◆ Task goal: Please rewrite the items from the line containing "the cliff, each" through the last item, replacing "Markers" with "Points" and keeping everything else the same.

◆ Input records:
>> Start

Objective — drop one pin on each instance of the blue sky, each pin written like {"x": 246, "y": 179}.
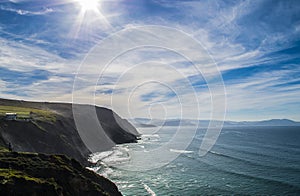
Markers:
{"x": 255, "y": 44}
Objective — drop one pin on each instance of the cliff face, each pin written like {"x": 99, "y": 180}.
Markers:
{"x": 52, "y": 129}
{"x": 39, "y": 174}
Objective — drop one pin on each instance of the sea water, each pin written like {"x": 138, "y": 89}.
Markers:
{"x": 244, "y": 160}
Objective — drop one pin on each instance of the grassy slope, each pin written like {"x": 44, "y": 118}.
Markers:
{"x": 40, "y": 174}
{"x": 24, "y": 112}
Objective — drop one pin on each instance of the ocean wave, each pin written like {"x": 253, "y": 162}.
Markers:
{"x": 149, "y": 190}
{"x": 181, "y": 151}
{"x": 117, "y": 155}
{"x": 95, "y": 157}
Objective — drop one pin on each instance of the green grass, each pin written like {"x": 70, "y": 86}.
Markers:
{"x": 23, "y": 113}
{"x": 8, "y": 174}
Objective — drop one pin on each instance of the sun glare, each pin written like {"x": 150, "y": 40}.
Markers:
{"x": 87, "y": 5}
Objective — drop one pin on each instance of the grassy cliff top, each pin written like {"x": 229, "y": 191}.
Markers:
{"x": 24, "y": 112}
{"x": 40, "y": 174}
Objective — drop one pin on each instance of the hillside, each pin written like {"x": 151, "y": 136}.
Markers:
{"x": 50, "y": 128}
{"x": 40, "y": 174}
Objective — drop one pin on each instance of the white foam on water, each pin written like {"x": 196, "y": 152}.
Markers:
{"x": 149, "y": 190}
{"x": 181, "y": 151}
{"x": 95, "y": 157}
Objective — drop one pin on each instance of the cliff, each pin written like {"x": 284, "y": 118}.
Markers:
{"x": 40, "y": 174}
{"x": 50, "y": 128}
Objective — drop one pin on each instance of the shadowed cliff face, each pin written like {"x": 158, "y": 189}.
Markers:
{"x": 40, "y": 174}
{"x": 60, "y": 134}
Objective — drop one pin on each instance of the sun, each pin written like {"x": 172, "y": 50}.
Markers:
{"x": 88, "y": 5}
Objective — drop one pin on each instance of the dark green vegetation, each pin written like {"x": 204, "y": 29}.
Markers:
{"x": 24, "y": 113}
{"x": 52, "y": 129}
{"x": 49, "y": 128}
{"x": 40, "y": 174}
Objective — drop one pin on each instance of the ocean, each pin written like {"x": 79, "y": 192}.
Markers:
{"x": 244, "y": 161}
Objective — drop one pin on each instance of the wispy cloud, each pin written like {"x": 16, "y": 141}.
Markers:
{"x": 255, "y": 45}
{"x": 27, "y": 12}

>> End

◆ Solution below:
Objective — drop one pin on each instance of the cliff, each pin written like {"x": 284, "y": 118}.
Points:
{"x": 40, "y": 174}
{"x": 50, "y": 128}
Objective — drop one pin on each instance of the shadowed cliff face, each pin written like {"x": 158, "y": 189}.
Points:
{"x": 40, "y": 174}
{"x": 60, "y": 134}
Objective — drop one pin on each instance of the sun, each pin written like {"x": 172, "y": 50}.
Points:
{"x": 88, "y": 5}
Objective — drop one pin on each instance of the dark green vegetation, each pin written like {"x": 204, "y": 29}.
Points:
{"x": 24, "y": 113}
{"x": 52, "y": 129}
{"x": 49, "y": 128}
{"x": 40, "y": 174}
Objective — drop one pin on each instance of the ocean, each pin written like {"x": 79, "y": 192}.
Points:
{"x": 244, "y": 161}
Objective — drop one pin on each instance of the wispy cloud, each pin written like {"x": 16, "y": 141}.
Points:
{"x": 255, "y": 45}
{"x": 27, "y": 12}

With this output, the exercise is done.